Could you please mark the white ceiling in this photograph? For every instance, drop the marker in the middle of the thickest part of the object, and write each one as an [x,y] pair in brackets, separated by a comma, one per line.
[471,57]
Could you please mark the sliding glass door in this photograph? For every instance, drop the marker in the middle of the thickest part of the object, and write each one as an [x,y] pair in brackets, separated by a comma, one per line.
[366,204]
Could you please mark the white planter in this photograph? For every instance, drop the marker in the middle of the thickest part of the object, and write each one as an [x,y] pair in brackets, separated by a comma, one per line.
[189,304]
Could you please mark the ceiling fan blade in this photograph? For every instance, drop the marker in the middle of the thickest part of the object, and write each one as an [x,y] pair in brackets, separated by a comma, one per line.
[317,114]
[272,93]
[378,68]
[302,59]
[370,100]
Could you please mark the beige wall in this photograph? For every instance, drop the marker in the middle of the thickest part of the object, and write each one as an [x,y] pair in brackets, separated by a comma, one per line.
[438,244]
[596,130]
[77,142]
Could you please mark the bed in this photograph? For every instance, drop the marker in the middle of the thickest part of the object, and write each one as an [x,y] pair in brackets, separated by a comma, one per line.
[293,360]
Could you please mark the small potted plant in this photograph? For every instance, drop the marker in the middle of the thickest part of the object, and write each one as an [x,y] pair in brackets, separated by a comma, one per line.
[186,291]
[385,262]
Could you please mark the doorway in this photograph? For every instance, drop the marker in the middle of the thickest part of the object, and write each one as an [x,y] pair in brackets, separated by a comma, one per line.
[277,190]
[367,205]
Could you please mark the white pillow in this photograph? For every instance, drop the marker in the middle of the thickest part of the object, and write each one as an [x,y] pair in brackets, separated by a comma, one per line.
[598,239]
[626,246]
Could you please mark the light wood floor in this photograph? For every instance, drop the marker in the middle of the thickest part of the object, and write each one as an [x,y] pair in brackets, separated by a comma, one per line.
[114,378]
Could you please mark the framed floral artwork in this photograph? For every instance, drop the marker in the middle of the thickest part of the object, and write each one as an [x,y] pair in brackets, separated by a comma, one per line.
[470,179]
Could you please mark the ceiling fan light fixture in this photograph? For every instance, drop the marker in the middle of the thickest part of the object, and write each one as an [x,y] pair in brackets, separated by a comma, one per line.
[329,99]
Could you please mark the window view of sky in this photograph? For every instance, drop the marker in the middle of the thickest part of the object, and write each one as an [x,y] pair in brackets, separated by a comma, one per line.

■ Task description ■
Return the data exactly, every line included.

■ Solution ■
Could you please mark the white ceiling in this photograph? For every instance, drop the marker in the middle of the thickest part of the object, and write each one as an [x,y] pair in brackets, separated by a comma, one per line.
[471,57]
Could you please mark the sliding glass door in this photograph? For every instance, drop the marker in the middle of the thickest part of the object, and write each one as an [x,y] pair in brackets, separated by a comma, one per line.
[366,204]
Could you please mark the white planter in this photograph? For every instance, drop the marker in the middle of the thickest part of the object, and write each one as an [x,y] pair in brackets, separated by a comma, one per line.
[189,304]
Could you please mark the ceiling fan blade in this photograph? For every instance, drop the marker in the middle of the thickest part of the object, and write each one as an [x,y] pair in brackets, separated by a comma, one per line.
[317,114]
[272,93]
[378,68]
[302,59]
[370,100]
Could you please mark the beige wall in this photograph? For every instance, drop the marker in the middle of the thickest part of the object, and write each one as an [x,y] pair in brackets, separated by a comma, one per line.
[438,244]
[596,130]
[77,142]
Could you please mark the bed in this photograph? For every instance, drop the marker in the middle of the thickest part of the object, and write each one as an [x,y] pair in brackets, separated by a comma, one per line.
[293,360]
Could you please mark the small potted plant in this photograph? For every instance, drop the marker in the middle of the thickest part of the object, and write each one as an [x,y] pair in brackets, separated by a comma, one per line.
[186,291]
[385,262]
Could you please mark the doorway in this photograph? For every instance, drop the marker in the middle of the thickest part of the object, and write each one as an [x,y] pair in brackets, separated by a comma, one per line.
[277,190]
[367,205]
Could you please mark the white pillow in this photograph? For every instance, drop the marker in the middle of the thickest part of the object, and write each one as an [x,y] pair in brackets, separated by a comma, one per line.
[598,239]
[626,246]
Could you please mark the light wood floor in this photograph? For every instance, drop the marker in the middle of the thickest part of the object, and write each one as an [x,y] pair in brackets, separated by a comma, one per line.
[114,378]
Could you please mark the framed floral artwork in this photograph? For every instance, drop the marker in the middle of the thickest part of the object, and write each one as an [x,y] pair in brackets, separated by a comma, one per line.
[470,179]
Could you please mark the ceiling fan light fixture in this photograph? For every instance, drop the marker in the middle of the thickest part of the object, and write each one as an [x,y] pair in brackets, separated by a comma, one per line.
[329,99]
Could you please mark the window view of sky in this photograph? For every instance, drop the marker in the middle of the thickest part of the object, and write each one as an [x,y] pair in brackets, separated by a comma, one per line.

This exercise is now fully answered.